● EXERCISE AIM
Rewrite every line of the records below as a numbered list, skipping blank lines and leaving the pictures out.

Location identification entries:
•••
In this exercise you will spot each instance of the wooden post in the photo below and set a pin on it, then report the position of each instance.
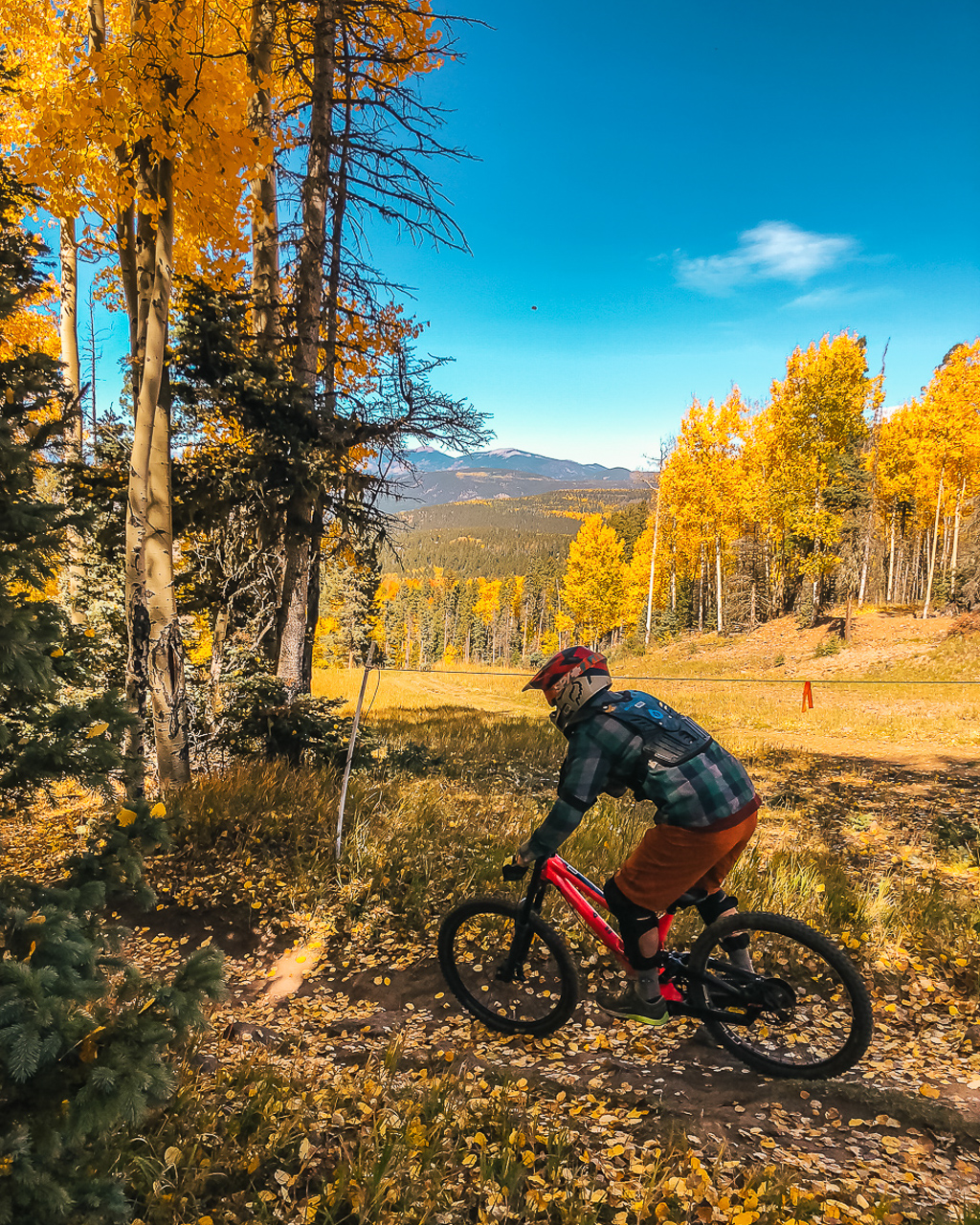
(350, 748)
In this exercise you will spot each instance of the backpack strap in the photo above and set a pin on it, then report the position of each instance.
(669, 738)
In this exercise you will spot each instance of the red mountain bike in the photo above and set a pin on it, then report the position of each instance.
(803, 1012)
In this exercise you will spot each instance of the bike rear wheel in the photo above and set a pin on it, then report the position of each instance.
(806, 1009)
(534, 993)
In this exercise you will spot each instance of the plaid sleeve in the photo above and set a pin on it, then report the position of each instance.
(593, 751)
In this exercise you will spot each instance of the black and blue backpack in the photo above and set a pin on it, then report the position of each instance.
(669, 738)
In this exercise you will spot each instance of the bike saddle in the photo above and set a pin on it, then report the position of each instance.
(690, 898)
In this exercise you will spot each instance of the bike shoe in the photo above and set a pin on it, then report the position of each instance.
(631, 1006)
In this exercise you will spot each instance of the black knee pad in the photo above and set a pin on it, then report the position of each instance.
(634, 922)
(714, 905)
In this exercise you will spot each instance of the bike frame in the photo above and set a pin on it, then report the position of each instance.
(583, 896)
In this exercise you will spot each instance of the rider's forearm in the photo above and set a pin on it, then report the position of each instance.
(560, 822)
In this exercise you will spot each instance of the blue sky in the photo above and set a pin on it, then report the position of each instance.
(687, 191)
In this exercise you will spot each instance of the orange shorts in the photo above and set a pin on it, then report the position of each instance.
(670, 860)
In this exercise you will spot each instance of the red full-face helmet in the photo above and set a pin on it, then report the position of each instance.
(569, 679)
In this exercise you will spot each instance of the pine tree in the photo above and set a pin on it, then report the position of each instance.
(81, 1045)
(43, 658)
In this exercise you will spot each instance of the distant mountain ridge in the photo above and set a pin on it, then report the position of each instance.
(425, 459)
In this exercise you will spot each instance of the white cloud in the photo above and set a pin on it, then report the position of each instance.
(840, 297)
(769, 252)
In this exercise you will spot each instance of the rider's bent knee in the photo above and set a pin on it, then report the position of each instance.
(714, 905)
(634, 922)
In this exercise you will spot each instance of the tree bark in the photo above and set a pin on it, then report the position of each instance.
(718, 577)
(653, 563)
(156, 657)
(889, 587)
(299, 525)
(166, 672)
(956, 539)
(265, 202)
(935, 543)
(217, 659)
(73, 372)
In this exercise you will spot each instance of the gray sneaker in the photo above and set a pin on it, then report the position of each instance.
(631, 1006)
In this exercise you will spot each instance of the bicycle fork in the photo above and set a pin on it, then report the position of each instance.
(513, 966)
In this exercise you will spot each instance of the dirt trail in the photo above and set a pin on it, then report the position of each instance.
(874, 1127)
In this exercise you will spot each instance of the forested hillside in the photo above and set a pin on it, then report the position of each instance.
(813, 500)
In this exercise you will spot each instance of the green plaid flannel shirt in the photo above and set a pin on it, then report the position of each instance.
(605, 757)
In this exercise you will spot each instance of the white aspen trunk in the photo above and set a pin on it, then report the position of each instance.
(156, 660)
(217, 657)
(73, 374)
(265, 202)
(718, 577)
(889, 586)
(768, 577)
(935, 543)
(701, 590)
(956, 539)
(301, 529)
(166, 672)
(653, 563)
(864, 572)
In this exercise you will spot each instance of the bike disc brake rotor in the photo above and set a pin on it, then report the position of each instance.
(797, 1010)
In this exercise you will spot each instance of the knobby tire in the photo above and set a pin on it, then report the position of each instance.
(743, 1040)
(507, 913)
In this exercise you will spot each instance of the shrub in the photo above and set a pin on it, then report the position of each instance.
(965, 625)
(260, 720)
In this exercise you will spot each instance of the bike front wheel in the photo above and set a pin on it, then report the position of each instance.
(806, 1010)
(513, 978)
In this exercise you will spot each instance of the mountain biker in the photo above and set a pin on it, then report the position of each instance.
(705, 810)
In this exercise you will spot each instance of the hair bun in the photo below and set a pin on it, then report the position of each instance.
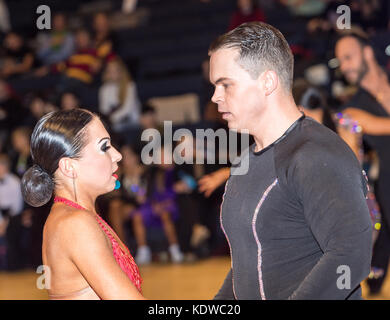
•••
● PROBLEM SOLUTION
1. In this exercise you will spot each instance of the wooden post in the photo below and set a pin on it, then report the position of each instance.
2. (350, 748)
3. In this exercise you will spot each instance of the backpack strap in the photo above and set a pin on it, then report the position of each instance.
4. (669, 738)
5. In this exercise you will spot each instance of the red mountain bike in the photo above and set a pin on it, then report the position of each instance.
6. (803, 1012)
7. In this exercise you will spot each instance of the bike rear wheel in the photo above and set a pin on it, then report the position of each instance.
8. (806, 1009)
9. (534, 993)
10. In this exercise you will spot each instance of the plaid sleeve in the photo above and set a pin on it, then report the position of each instance.
11. (593, 751)
12. In this exercise you will spot each instance of the black and blue backpack in the photo above and set a pin on it, then report the position of each instance.
13. (669, 738)
14. In this exercise you will spot each instance of the bike saddle in the photo above and set a pin on it, then report the position of each instance.
15. (690, 898)
16. In this exercise you will spot each instance of the bike shoe in the photo above and set a pin on it, then report the position of each instance.
17. (631, 1006)
18. In this exercise you will spot each instance of the black knee pad in the photo above and set a pin on it, then report the position of each instance.
19. (634, 922)
20. (714, 905)
21. In this exercise you will spot each instance of the bike frame in the photo above and set a pin on it, then report the position of each instance.
22. (583, 896)
23. In this exercise you will spot each instance of the rider's forearm in the photo above and set a pin on it, then report the position of each instance.
24. (560, 822)
25. In this exercise you will spot each instance of the blue sky in the photo above and set a pin on it, then report the position of each instance.
26. (687, 191)
27. In this exercise you will spot each instance of the orange shorts in the photo above and set a pin on it, then report the position of each instance.
28. (670, 860)
29. In this exercise you will spot each instance of the red full-face helmet in the photo above and set a pin on it, then report the position of each instance.
30. (569, 679)
31. In this exercise you will spot each instance of the pine tree in the photo above and set a pin on it, then report the position of each instance.
32. (81, 1045)
33. (43, 658)
34. In this exercise you will spot each instance of the distant mountain ridge in the photo above and set a pin on it, then report the position of each instance.
35. (425, 459)
36. In this exercise you will spot each instance of the white cloud in the photo above and set a pin on it, then report the position of each instance.
37. (840, 297)
38. (769, 252)
39. In this exercise you will spot each instance of the rider's bent knee in the photo above and set a pin on it, then report the position of each instance.
40. (714, 905)
41. (634, 922)
42. In this exercise you will spot each instance of the tree bark in the photo above and set a pin on it, then report the position of each instance.
43. (718, 577)
44. (653, 563)
45. (156, 657)
46. (889, 587)
47. (299, 525)
48. (166, 672)
49. (956, 539)
50. (265, 202)
51. (935, 543)
52. (217, 659)
53. (73, 372)
54. In this exercise you will spot each instance of the gray sneaker in the photo above and set a pin on it, then report the position of each instance.
55. (631, 1006)
56. In this exercise you will spot each instance of the bicycle fork in the photo above and set a pin on it, then report the position of each instance.
57. (513, 966)
58. In this exercise you will spot each instance of the dirt trail in the photo above and set a pin on it, then report the position of each instance.
59. (874, 1127)
60. In this exercise you will spot each instance of the forested hillside in the photo above and set a pin on it, then report the position of each instance.
61. (813, 500)
62. In this exercise you will spot each instance of the green plaid flannel shirt in the photo above and set a pin on it, then report the position of each instance.
63. (605, 757)
64. In this exercise you will spot each instance of the white aspen trunk in the photo above and set a pin on it, then report the position of each instance.
65. (156, 660)
66. (217, 657)
67. (73, 374)
68. (265, 202)
69. (718, 577)
70. (889, 586)
71. (768, 577)
72. (935, 543)
73. (701, 590)
74. (956, 539)
75. (301, 529)
76. (166, 672)
77. (653, 563)
78. (864, 572)
79. In this exercise you will spot each instance of the bike disc brake rotor in the photo above and set a pin on it, then report the position of each instance.
80. (797, 1010)
81. In this exercise you will spot each instance of the knobby tire in the photo above and set a pin on it, then report the position of each instance.
82. (743, 1040)
83. (507, 913)
84. In this exercise you will spot each instance of the shrub in the photo above and set a pin on it, then report the position of each instance.
85. (965, 625)
86. (260, 720)
87. In this exercise you will spot each instance of the bike front wheel in the photo above and set a pin on it, then report the position of each instance.
88. (806, 1010)
89. (513, 978)
90. In this exercise you will spot each instance of the mountain biker in the photo above and set a pin on it, then report the position of each instance.
91. (705, 810)
92. In this exercise you will spot each instance of the hair bun in the photo below and set a pin on it, then report the position of each instance.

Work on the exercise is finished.